(Work to complete)
Without including the pictures, copy each line below exactly as it reads.

(Input data)
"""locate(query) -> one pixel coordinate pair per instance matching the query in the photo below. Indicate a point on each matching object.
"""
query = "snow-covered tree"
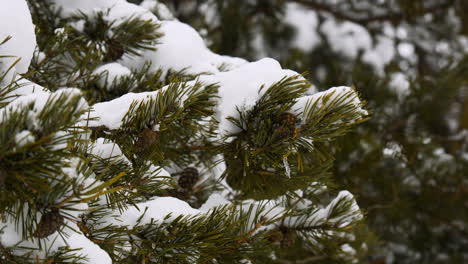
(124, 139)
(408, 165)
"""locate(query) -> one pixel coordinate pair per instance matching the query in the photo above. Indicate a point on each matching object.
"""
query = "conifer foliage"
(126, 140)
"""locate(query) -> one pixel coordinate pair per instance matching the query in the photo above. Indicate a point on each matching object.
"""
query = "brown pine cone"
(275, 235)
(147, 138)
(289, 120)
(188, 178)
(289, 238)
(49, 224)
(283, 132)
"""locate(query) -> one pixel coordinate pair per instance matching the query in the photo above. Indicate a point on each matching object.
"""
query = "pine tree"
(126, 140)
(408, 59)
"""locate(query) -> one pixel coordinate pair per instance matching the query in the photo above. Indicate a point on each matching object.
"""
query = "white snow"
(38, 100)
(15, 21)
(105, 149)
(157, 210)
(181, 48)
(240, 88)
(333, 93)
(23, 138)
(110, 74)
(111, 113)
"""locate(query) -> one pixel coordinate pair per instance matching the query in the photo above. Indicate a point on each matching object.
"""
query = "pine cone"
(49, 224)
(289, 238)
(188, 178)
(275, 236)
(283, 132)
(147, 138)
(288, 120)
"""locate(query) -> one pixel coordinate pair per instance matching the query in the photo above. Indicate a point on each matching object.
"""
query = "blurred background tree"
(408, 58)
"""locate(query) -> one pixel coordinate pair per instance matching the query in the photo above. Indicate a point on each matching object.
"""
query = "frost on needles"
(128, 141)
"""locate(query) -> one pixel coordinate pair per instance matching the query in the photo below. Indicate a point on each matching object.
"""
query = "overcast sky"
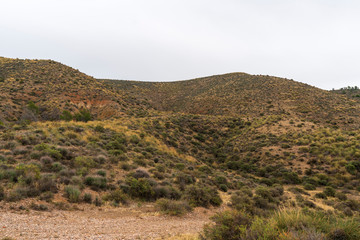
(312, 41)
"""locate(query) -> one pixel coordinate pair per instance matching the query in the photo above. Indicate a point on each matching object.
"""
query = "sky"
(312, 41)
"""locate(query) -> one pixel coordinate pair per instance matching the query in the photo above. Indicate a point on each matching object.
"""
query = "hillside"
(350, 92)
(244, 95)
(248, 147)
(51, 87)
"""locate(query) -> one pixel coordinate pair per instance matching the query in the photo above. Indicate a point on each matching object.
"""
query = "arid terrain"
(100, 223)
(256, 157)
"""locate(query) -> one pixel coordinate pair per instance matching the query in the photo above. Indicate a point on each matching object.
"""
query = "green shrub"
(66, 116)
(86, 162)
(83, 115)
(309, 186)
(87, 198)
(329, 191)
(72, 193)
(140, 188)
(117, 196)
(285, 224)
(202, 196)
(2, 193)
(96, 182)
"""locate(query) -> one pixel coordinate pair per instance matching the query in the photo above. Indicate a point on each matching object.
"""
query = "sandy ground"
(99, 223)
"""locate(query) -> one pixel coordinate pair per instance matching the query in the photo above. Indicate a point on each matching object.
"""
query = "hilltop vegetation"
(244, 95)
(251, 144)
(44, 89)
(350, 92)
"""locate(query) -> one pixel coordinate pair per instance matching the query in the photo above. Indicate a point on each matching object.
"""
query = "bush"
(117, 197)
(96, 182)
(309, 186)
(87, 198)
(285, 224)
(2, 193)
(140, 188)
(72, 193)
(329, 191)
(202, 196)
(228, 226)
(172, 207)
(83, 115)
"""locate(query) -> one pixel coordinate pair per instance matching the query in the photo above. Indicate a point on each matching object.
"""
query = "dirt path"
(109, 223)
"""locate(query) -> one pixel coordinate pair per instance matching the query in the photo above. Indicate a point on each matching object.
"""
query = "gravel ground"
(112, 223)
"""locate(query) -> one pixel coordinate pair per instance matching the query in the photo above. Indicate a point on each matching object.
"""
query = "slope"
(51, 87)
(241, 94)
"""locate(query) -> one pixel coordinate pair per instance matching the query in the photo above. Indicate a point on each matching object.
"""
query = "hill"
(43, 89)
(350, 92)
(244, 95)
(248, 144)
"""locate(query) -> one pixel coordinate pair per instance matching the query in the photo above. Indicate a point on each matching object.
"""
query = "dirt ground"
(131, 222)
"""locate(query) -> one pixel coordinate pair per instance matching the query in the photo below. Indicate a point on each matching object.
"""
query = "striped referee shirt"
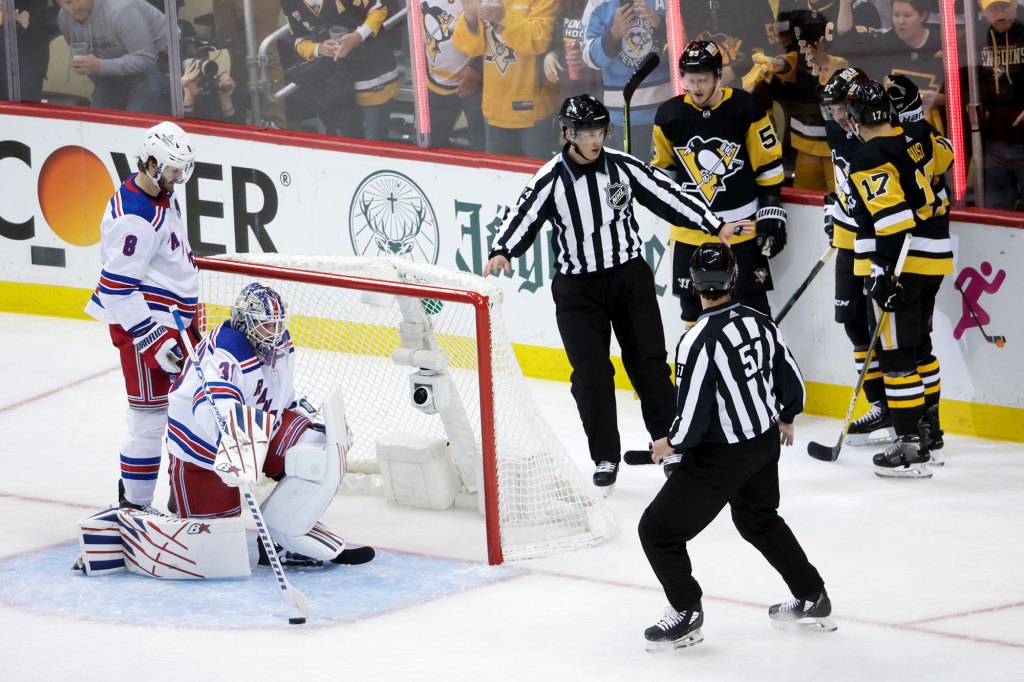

(Your solution)
"""locate(query) -> one pixel coordinate pair per instance matching the query in the photo below. Indicate a point on each matching object.
"""
query = "snow-covered tree"
(124, 139)
(408, 165)
"""locate(query) -> one pixel coordinate pair per instance matching the query in the photo above. Indicate a point on each matching object.
"""
query = "conifer foliage"
(126, 140)
"""locate(query) -> one pixel coordinate pair per instance matching the query in the photo above. Indicate a point on each matching object.
"""
query = "brown pine cone"
(275, 235)
(147, 138)
(289, 120)
(188, 178)
(289, 238)
(49, 224)
(283, 132)
"""locate(query) -> one pixel coordinate pair per instance matching the query in the photo above. Indicate a point on each matching object.
"""
query = "pine tree"
(126, 140)
(408, 59)
"""locate(query) -> one pixel coordinate pair per instance matching the query in the photo above. Indicate a point on each matching object.
"""
query = "white snow"
(38, 100)
(15, 21)
(105, 149)
(157, 210)
(181, 48)
(240, 88)
(333, 93)
(23, 138)
(110, 74)
(111, 113)
"""locate(query) -> one pixel coordinate pair per instance matching the query in the photo above. Indicate a point on each matching object.
"""
query = "pine cone"
(49, 224)
(289, 238)
(188, 178)
(275, 236)
(283, 132)
(147, 138)
(288, 120)
"""locate(query) -> one pixel coordinate pair per instance matching the query in the photo above. Indicate a point on each matching object.
"""
query = "blurred background tree"
(408, 58)
"""locate(query) -> one pixel coordinate pair per instance matching the query in the photo above. Indicate a point on each matching object.
"""
query = "frost on needles"
(128, 141)
"""locate(query) -> one pixel coordinate pair per instance matching the query in the photo below. Indicate a point on each matching object.
"""
query = "overcast sky"
(312, 41)
"""locate(query) -> one pixel coordinate pair per instance matching the query in the photo above. Indicate a point on each matching object.
"""
query = "sky"
(312, 41)
"""locate(query) -> one pixel coordinate pair per instance matching the query in the photo above. Indicate a point on each matching object.
"""
query = "hillside"
(350, 92)
(244, 95)
(248, 147)
(51, 87)
"""locate(query) -> one pixel coordinate pair per instance matching the query in the photo above. Indicate a point on each matching object.
"""
query = "arid terrain"
(100, 223)
(256, 157)
"""locate(query) -> one pixel coordinate pair per instance matching the query in the photo above. Indicate a point on each matching object.
"""
query = "green shrub"
(66, 116)
(86, 162)
(83, 115)
(309, 186)
(87, 198)
(329, 191)
(72, 193)
(140, 188)
(117, 196)
(285, 224)
(202, 196)
(2, 193)
(96, 182)
"""locate(query) -> one pixel coordinate pair per instance matching the query in the photo above. Indicate a point on each matching object.
"""
query = "sandy ground"
(99, 223)
"""locate(query) -> one pixel coordinate pair per instance matching the query in the photo above. Indicate a point on each matching object.
"""
query = "hilltop vegetation"
(244, 95)
(251, 144)
(44, 89)
(350, 92)
"""locate(query) -> one pixel coordinate pair per instance matching the query in the photo above. Indicate a point on each matching object.
"""
query = "bush"
(117, 197)
(96, 182)
(309, 186)
(87, 198)
(285, 224)
(2, 193)
(140, 188)
(72, 193)
(329, 191)
(202, 196)
(228, 226)
(172, 207)
(83, 115)
"""locate(query) -> one pixel coordinate pair per instance matching the query in the photo above. Indicate a point on each matching object.
"""
query = "dirt path"
(109, 223)
"""locate(query) -> one pixel coordinate pair per instance matching the query in the photo above. Indicate a point on each matching object.
"""
query = "gravel ground"
(112, 223)
"""locate(query) -> one pixel coordinate pair per instance matching the query in the photo above. Indicate a point on each matching object.
"""
query = "slope"
(51, 87)
(241, 94)
"""locate(query) -> one pixel coordinate pair per instance matching the query in the photo above. Indicate a point on each matching object.
"""
query = "hill"
(43, 89)
(350, 92)
(244, 95)
(248, 144)
"""locate(query) -> one pixel coordinate pair per instance matching the query in the photo above. Indicate a point on each matching object.
"""
query = "dirt ground"
(131, 222)
"""locate(query) -> one pixel coordinate pair per instance matching the query in the photo below. Indicate a point on each matching object.
"""
query = "striped referee shirt"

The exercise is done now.